Problem details
Present the lines below as a Markdown table with two columns, Row and Line, numbering each row and leaving out blank lines.

Information given
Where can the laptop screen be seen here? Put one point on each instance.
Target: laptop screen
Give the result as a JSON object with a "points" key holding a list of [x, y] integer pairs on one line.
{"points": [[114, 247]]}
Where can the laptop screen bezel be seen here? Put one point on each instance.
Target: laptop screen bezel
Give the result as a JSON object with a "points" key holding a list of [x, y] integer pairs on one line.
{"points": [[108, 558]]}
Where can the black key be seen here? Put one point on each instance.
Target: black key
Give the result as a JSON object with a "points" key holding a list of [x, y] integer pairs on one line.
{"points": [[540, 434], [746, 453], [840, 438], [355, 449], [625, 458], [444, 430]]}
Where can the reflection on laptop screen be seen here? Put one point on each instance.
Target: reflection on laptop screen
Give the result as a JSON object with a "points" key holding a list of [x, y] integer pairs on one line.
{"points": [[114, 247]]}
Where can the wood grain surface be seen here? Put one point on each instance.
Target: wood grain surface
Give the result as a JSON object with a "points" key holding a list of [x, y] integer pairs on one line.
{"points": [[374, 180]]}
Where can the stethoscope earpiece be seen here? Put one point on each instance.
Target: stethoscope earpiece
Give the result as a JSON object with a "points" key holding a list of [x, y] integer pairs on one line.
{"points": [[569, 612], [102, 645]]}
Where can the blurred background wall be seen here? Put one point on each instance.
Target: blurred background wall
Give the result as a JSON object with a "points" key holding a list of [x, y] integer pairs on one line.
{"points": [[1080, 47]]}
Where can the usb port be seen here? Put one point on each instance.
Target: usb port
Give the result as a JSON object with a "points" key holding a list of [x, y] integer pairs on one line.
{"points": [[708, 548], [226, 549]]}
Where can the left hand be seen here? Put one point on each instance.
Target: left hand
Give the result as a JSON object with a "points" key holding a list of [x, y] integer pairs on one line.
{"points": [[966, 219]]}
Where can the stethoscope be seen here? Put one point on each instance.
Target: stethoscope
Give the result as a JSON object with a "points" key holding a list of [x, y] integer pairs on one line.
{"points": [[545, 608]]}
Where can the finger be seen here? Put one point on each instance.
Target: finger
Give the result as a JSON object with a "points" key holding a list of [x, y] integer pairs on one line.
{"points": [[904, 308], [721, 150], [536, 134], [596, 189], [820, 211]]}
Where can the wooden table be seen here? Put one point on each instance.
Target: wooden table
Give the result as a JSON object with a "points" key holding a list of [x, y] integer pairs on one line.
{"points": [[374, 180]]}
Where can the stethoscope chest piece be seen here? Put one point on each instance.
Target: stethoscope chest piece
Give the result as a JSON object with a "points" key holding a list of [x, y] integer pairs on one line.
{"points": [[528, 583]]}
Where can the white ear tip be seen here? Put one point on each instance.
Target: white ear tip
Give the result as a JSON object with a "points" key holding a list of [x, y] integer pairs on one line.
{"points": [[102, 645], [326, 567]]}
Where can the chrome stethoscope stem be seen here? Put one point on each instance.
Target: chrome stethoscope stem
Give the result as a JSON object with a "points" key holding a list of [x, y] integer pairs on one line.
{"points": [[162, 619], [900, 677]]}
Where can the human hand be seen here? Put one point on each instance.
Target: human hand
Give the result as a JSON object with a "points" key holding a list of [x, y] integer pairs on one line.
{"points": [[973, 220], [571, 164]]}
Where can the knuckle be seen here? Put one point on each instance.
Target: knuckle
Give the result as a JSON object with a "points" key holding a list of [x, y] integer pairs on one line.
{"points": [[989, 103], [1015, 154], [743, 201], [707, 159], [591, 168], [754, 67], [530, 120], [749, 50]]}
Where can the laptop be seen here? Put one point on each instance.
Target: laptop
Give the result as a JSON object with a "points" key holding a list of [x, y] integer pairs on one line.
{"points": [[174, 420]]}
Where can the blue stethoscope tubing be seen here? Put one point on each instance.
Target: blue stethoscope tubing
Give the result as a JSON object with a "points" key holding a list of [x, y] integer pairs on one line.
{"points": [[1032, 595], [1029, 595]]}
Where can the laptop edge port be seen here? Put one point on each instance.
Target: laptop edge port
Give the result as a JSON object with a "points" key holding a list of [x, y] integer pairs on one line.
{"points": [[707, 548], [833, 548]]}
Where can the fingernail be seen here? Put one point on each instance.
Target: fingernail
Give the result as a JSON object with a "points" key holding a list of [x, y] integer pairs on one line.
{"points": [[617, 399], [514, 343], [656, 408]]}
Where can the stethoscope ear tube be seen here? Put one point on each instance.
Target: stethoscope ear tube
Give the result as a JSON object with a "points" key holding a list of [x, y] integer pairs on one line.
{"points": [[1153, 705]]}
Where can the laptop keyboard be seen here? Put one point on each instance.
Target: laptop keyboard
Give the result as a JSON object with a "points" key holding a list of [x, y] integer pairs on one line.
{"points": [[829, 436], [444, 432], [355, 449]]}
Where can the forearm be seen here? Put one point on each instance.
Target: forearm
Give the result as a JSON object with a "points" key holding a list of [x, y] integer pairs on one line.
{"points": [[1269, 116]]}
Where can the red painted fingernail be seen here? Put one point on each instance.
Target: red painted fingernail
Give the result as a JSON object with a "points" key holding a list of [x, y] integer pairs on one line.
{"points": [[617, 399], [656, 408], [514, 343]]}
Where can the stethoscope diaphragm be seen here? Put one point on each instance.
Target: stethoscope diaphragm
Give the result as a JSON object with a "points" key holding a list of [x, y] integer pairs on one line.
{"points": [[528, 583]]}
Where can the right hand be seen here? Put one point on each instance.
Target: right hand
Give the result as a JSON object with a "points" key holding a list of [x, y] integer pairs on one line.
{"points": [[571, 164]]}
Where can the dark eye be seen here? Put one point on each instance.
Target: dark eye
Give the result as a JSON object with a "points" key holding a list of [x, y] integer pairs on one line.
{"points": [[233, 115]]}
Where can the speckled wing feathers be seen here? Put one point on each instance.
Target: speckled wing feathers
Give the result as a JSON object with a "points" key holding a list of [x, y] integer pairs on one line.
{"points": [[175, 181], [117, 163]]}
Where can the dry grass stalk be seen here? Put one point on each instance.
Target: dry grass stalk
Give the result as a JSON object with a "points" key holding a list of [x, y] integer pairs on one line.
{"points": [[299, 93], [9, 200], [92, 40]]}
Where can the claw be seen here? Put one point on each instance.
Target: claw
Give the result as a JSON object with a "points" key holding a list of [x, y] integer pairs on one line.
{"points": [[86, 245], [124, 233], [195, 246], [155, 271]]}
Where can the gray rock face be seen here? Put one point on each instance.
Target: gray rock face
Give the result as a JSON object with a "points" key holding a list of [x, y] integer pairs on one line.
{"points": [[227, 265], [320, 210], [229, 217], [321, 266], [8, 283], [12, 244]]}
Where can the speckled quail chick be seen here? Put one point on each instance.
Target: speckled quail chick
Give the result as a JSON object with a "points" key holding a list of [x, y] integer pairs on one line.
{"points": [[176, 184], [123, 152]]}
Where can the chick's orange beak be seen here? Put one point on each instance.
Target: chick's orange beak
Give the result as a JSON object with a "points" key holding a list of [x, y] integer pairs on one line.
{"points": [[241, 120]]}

Exercise answer
| Row | Line |
|---|---|
| 1 | Where can the laptop screen be seen here? Put one point on each instance. |
| 2 | Target: laptop screen |
| 3 | Give the result as a JSON object with a "points" key holding a list of [x, y] integer pairs on one line. |
| 4 | {"points": [[114, 247]]} |
| 5 | Where can the laptop screen bezel be seen here? Put one point on each instance. |
| 6 | Target: laptop screen bezel |
| 7 | Give the result as a JSON object with a "points" key holding a list of [x, y] integer pairs on one line. |
| 8 | {"points": [[108, 558]]} |
| 9 | Where can the black key be seen here? Put one point on each instance. |
| 10 | Target: black key |
| 11 | Give the result as a JSON object with a "points" key holding a list of [x, y] integer pairs on one line. |
| 12 | {"points": [[540, 434], [746, 453], [840, 438], [355, 449], [625, 458], [444, 430]]} |
| 13 | Where can the reflection on laptop screen be seen here? Put one point on each instance. |
| 14 | Target: reflection on laptop screen |
| 15 | Give the result as a JSON object with a "points" key holding a list of [x, y] integer pairs on one line. |
| 16 | {"points": [[114, 247]]} |
| 17 | Where can the wood grain surface be seen here? Put one point on each instance. |
| 18 | Target: wood grain surface |
| 19 | Give the result as a JSON object with a "points" key holding a list of [x, y] integer pairs on one line. |
| 20 | {"points": [[374, 180]]} |
| 21 | Where can the stethoscope earpiece be seen here? Put one point on each instance. |
| 22 | Target: stethoscope earpiece |
| 23 | Give the result as a JSON object with a "points" key holding a list of [x, y] integer pairs on one line. |
| 24 | {"points": [[569, 612], [102, 645]]} |
| 25 | Where can the blurred background wall be seen here? Put one point on each instance. |
| 26 | Target: blurred background wall |
| 27 | Give the result as a JSON object with a "points" key holding a list of [x, y] integer pairs on one line. |
| 28 | {"points": [[1080, 47]]} |
| 29 | Where can the usb port be seen here? Put one point on each instance. |
| 30 | Target: usb port |
| 31 | Give the result as a JSON object with a "points" key holding a list of [x, y] integer pairs on one line. |
| 32 | {"points": [[708, 548], [226, 549]]} |
| 33 | Where can the left hand be seen here? Put one point on each instance. |
| 34 | Target: left hand |
| 35 | Give the result as a JSON object with a "points" key holding a list of [x, y] integer pairs on one line. |
| 36 | {"points": [[966, 219]]} |
| 37 | Where can the stethoscope be seen here? Put one point on each instance. |
| 38 | Target: stethoscope |
| 39 | Give the result as a JSON object with a "points" key holding a list of [x, y] integer pairs on one line. |
| 40 | {"points": [[545, 608]]} |
| 41 | Where can the finger be seen here? Put one point on each instance. |
| 42 | Target: finger |
| 43 | Give the result as a JSON object with a "points" key holding a list of [x, y] integer pairs on one line. |
| 44 | {"points": [[904, 308], [721, 150], [536, 134], [596, 189], [820, 211]]} |
| 45 | Where can the wooden table be seen here? Put one point on each instance. |
| 46 | Target: wooden table |
| 47 | Give the result as a JSON object with a "points" key holding a list of [x, y] integer pairs on one line. |
| 48 | {"points": [[374, 180]]} |
| 49 | Where can the stethoscope chest piece be seen here? Put one point on each instance. |
| 50 | Target: stethoscope chest piece |
| 51 | Give the result as a JSON object with a "points" key holding a list of [x, y] integer pairs on one line. |
| 52 | {"points": [[528, 583]]} |
| 53 | Where can the white ear tip be seen here? Put one point on each instance. |
| 54 | Target: white ear tip |
| 55 | Give the result as a JSON object with a "points" key holding a list of [x, y] integer pairs on one line. |
| 56 | {"points": [[102, 645], [326, 567]]} |
| 57 | Where can the chrome stethoscope stem be seen here? Put one point on each instance. |
| 58 | Target: chrome stethoscope stem |
| 59 | Give the result as a JSON object with a "points" key holding a list of [x, y] integer pairs on one line. |
| 60 | {"points": [[162, 619], [900, 677]]} |
| 61 | Where can the human hand be seen here? Put one point on each instance. |
| 62 | Target: human hand |
| 63 | Give the result as a JSON object with a "points" key holding a list of [x, y] integer pairs on one line. |
| 64 | {"points": [[973, 220], [571, 164]]} |
| 65 | Where can the knuckle be seen here? Put one point on each instance. |
| 66 | Target: knuckle |
| 67 | Give the result as a JSON object with a "points" key holding a list of [x, y] integer pairs on one line. |
| 68 | {"points": [[989, 103], [1015, 154], [743, 201], [707, 159], [591, 168], [754, 67], [530, 120], [749, 50]]} |
| 69 | Where can the laptop be seen here? Put one point on each instance. |
| 70 | Target: laptop |
| 71 | Give the result as a JSON object with a "points" key holding a list of [x, y] integer pairs on one line. |
| 72 | {"points": [[174, 420]]} |
| 73 | Where can the blue stethoscope tubing be seen here? Put one point on each instance. |
| 74 | Target: blue stethoscope tubing |
| 75 | Give the result as a JSON object with a "points" key holding a list of [x, y] integer pairs on one line. |
| 76 | {"points": [[1032, 595], [1029, 595]]} |
| 77 | Where can the laptop edge port be seen here? Put one point on each instance. |
| 78 | Target: laptop edge port |
| 79 | Give the result as a JSON object with a "points" key holding a list of [x, y] integer pairs on one line. |
| 80 | {"points": [[707, 548], [833, 548]]} |
| 81 | Where can the fingernail be seen here? Put one point on each instance. |
| 82 | Target: fingernail |
| 83 | Give the result as a JSON object with a "points" key holding a list of [x, y] integer pairs on one line. |
| 84 | {"points": [[617, 399], [514, 343], [656, 408]]} |
| 85 | Where can the stethoscope ear tube be seen here? Put one point on each instance. |
| 86 | Target: stethoscope ear tube |
| 87 | Give the result as a JSON object with a "points" key holding a list of [x, y] integer pairs on one line. |
| 88 | {"points": [[1153, 705]]} |
| 89 | Where can the laptop keyboard be seen here? Put one point on each instance. |
| 90 | Target: laptop keyboard |
| 91 | Give the result as a JSON object with a "points" key holding a list of [x, y] integer pairs on one line. |
| 92 | {"points": [[829, 436], [444, 432], [355, 449]]} |
| 93 | Where can the forearm be seen here? Put one point on each instance. |
| 94 | Target: forearm |
| 95 | Give the result as a JSON object with a "points" key holding a list of [x, y] integer pairs on one line. |
| 96 | {"points": [[1269, 116]]} |
| 97 | Where can the red painted fingernail be seen here? Put one point on each instance. |
| 98 | Target: red painted fingernail |
| 99 | Give the result as a JSON object with a "points" key holding a list of [x, y] integer pairs on one line. |
| 100 | {"points": [[617, 399], [656, 408], [514, 343]]} |
| 101 | Where can the stethoscope diaphragm be seen here? Put one point on each instance. |
| 102 | Target: stethoscope diaphragm |
| 103 | Give the result as a JSON object with a "points" key holding a list of [x, y] integer pairs on one line. |
| 104 | {"points": [[528, 583]]} |
| 105 | Where can the right hand be seen here? Put one point on each instance. |
| 106 | Target: right hand |
| 107 | Give the result as a JSON object with a "points" key holding a list of [x, y] integer pairs on one line. |
| 108 | {"points": [[571, 164]]} |
| 109 | Where can the dark eye be seen here? Put one point on each instance. |
| 110 | Target: dark eye |
| 111 | Give the result as a JSON object with a "points" key holding a list of [x, y] integer pairs on one line. |
| 112 | {"points": [[233, 115]]} |
| 113 | Where can the speckled wing feathers be seen here? Put one point on each instance. |
| 114 | Target: speckled wing feathers |
| 115 | Give the result as a JSON object with a "points" key holding a list of [x, y] integer pairs on one line. |
| 116 | {"points": [[175, 181], [117, 163]]} |
| 117 | Where can the dry grass stalk be seen here? Put one point on each instance. |
| 118 | Target: dry grass stalk |
| 119 | Give the result as a JSON object with a "points" key holding a list of [x, y] integer pairs on one line. |
| 120 | {"points": [[299, 93], [9, 200], [92, 40]]} |
| 121 | Where can the claw be seen here? Put one point on each instance. |
| 122 | Target: claw |
| 123 | Give the result as a JSON object with a "points" key holding a list of [x, y] integer pairs on one line. |
| 124 | {"points": [[86, 245], [124, 233], [195, 246], [155, 271]]} |
| 125 | Where can the gray rock face be seen here? Put one point on each instance. |
| 126 | Target: gray rock face |
| 127 | Give the result as a JSON object with a "points" key holding a list of [x, y] integer pairs on one line. |
| 128 | {"points": [[227, 265], [320, 210], [229, 217], [321, 266], [8, 283], [12, 244]]} |
| 129 | Where can the speckled quail chick be seen here? Put one point on each instance. |
| 130 | Target: speckled quail chick |
| 131 | Give the result as a JSON object with a "points" key holding a list of [x, y] integer pairs on one line. |
| 132 | {"points": [[176, 184], [123, 152]]} |
| 133 | Where can the chick's orange beak be seen here? Put one point on each instance. |
| 134 | Target: chick's orange beak |
| 135 | Give the result as a JSON object with a "points" key holding a list of [x, y] integer pairs on one line. |
| 136 | {"points": [[241, 120]]} |